The Boys' Showrunner Wants It To Be 'The Most Brutally Realistic Depiction Of Superheroes'

Jack Quaid as Hughie in a bloody scene from The Boys. (Image: Amazon)

When the television adaptation of The Boys hits Amazon Prime this week, showrunner Eric Kripke says that the series’ main aim is to show “superheroes as insecure, fucked-up, self-serving and selfish as real humans really would be if given super powers”. How does that feel? According to Jack Quaid, who plays main character Hughie: “Gooey.”

Created as a comics series in 2006 by writer Garth Ennis and artist Darick Robertson, The Boys centres on a team of non-powered humans who’ve decided to keep the world’s most popular and powerful superheroes in check. Those superheroes — banded together as a superteam called the Seven — enjoy adulation and excesses in line with top-level celebrities, not caring about anyone who gets hurt.

Hughie gets recruited in The Boys by black-ops agent Butcher (Karl Urban) and becomes part of a nasty, violent campaign to make the Seven accountable for all the collateral damage they leave in their wake.

Last week, Kripke, Quaid, Urban and the series’ other co-stars held court at a press conference during San Diego Comic-Con. Asked about partnering with Amazon, Kripke said that the mega-corp’s giant coffers have allowed the show to feel “as outrageous as [it] wants and needs to be” and on par with big-budget films operating in the same genre.

“This one cannot feel like a parody, it has to feel like the real thing,” he said “Amazon has the resources to give us that. And creatively, they’ve just been amazing. They’ve really given us the chance to make this really strange, perverted show.”

Part of what’s “strange” and “perverted” about The Boys is how it critiques hero worship and celebrity obsession culture. Erin Moriarty (Jessica Jones) plays photon-powered character Starlight, and said she didn’t know quite how deep the show would go when she signed on.

“When you’re sent a script that’s called The Boys, you kind of make an assumption about it,” she began.

“The first assumption I made was that it was going to be this kind of superhero drama that adhered to that stereotypical formula. And the second assumption I made when I read the name ‘Starlight’ was that she was going to fit into that box that we’re all really familiar with — and she doesn’t.”

> _RECORDED DATA_
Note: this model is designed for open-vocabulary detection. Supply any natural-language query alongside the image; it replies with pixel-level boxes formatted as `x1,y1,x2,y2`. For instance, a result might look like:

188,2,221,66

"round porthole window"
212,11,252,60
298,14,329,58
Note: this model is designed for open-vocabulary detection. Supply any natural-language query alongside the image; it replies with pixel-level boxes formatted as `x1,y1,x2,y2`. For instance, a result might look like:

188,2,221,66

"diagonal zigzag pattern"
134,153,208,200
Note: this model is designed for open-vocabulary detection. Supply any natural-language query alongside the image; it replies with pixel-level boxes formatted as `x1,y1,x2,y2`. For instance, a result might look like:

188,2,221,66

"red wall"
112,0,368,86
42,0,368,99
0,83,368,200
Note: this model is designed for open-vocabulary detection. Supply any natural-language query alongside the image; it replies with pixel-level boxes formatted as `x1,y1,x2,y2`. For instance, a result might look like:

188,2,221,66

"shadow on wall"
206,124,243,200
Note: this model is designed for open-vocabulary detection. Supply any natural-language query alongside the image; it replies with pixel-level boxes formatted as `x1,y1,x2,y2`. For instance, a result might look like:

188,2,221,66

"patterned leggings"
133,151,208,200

> _WHAT IS ASKED_
According to the article on The Boys, in what year was the comics series created, and by whom?

> _SOLUTION TO THE EXERCISE_
It was created in 2006 by writer Garth Ennis and artist Darick Robertson.